▸ **Consigne détaillée**
D'après le texte fourni, en quelle année le roi Stefan Uroš II Milutin fonde-t-il l'église ?

▸ **Texte fourni**
L’histoire de cet édifice remonte aux premiers siècles de la chrétienté. L’église suit en effet les plans d’une ancienne basilique byzantine.

Fondation. L’église est fondée en 1306 par le grand roi bâtisseur Stefan Uroš II Milutin (1282-1321) à qui l’on doit notamment la forteresse de Novo Brdo et le monastère de Gračanica. Il a laissé ici une inscription sur l’abside à l’arrière du bâtiment : « J’ai renouvelé ce temple depuis sa toute première fondation. » Car le site a déjà été occupé par une première basilique byzantine à partir des Ve-VIe siècles, une église serbe ou bulgare vers le Xe siècle, une nouvelle basilique byzantine au XIe siècle et une église serbe bâtie dans les années 1210. Pour le roi Milutin, il s’agit d’offrir un siège prestigieux à la riche éparchie (diocèse) de Prizren. Celle-ci occupe alors une place centrale au sein des territoires de l’Église orthodoxe serbe qui a été reconnue comme autocéphale (indépendante) par le patriarcat byzantin de Constantinople en 1219. La nouvelle église est dédiée à l’Annonciation de Marie et elle reprend le nom grec des précédentes églises : Theotokos Éléousa (« Mère-de-Dieu-de-Tendresse »), qui est traduit en slave pour donner Bogorodica Ljeviška. En 1346, l’église est symboliquement élevée au rang de cathédrale.

Enregistrements d'annotations de coordonnées:

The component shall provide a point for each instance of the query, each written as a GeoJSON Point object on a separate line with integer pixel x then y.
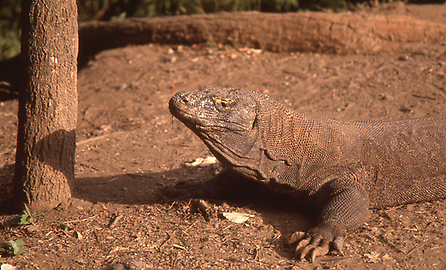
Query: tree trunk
{"type": "Point", "coordinates": [47, 105]}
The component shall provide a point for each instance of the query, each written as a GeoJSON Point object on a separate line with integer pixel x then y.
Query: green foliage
{"type": "Point", "coordinates": [12, 248]}
{"type": "Point", "coordinates": [26, 218]}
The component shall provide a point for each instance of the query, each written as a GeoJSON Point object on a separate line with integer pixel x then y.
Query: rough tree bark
{"type": "Point", "coordinates": [47, 104]}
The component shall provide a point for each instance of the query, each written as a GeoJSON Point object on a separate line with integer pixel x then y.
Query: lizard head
{"type": "Point", "coordinates": [214, 110]}
{"type": "Point", "coordinates": [224, 119]}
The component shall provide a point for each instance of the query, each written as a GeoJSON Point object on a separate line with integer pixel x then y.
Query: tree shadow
{"type": "Point", "coordinates": [6, 189]}
{"type": "Point", "coordinates": [276, 209]}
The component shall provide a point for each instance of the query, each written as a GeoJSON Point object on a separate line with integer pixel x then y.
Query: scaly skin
{"type": "Point", "coordinates": [337, 169]}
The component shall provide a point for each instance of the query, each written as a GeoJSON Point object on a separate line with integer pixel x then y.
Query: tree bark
{"type": "Point", "coordinates": [47, 104]}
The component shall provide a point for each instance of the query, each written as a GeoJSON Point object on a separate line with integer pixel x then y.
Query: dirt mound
{"type": "Point", "coordinates": [340, 33]}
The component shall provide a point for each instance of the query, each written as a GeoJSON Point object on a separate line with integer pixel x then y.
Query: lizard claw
{"type": "Point", "coordinates": [338, 243]}
{"type": "Point", "coordinates": [310, 246]}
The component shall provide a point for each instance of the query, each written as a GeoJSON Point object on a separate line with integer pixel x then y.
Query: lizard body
{"type": "Point", "coordinates": [338, 169]}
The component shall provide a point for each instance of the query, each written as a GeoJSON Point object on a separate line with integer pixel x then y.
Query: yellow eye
{"type": "Point", "coordinates": [223, 101]}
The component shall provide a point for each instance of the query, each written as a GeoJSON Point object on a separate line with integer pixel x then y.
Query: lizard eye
{"type": "Point", "coordinates": [223, 101]}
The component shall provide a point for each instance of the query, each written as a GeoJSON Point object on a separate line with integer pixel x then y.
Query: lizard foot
{"type": "Point", "coordinates": [315, 243]}
{"type": "Point", "coordinates": [183, 190]}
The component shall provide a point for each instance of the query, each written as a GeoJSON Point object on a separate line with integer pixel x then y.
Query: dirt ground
{"type": "Point", "coordinates": [129, 147]}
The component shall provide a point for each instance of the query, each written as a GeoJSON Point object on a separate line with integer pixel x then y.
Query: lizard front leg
{"type": "Point", "coordinates": [345, 208]}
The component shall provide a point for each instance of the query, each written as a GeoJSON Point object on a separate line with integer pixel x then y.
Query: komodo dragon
{"type": "Point", "coordinates": [338, 169]}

▸ **Réponse complète**
En 1306.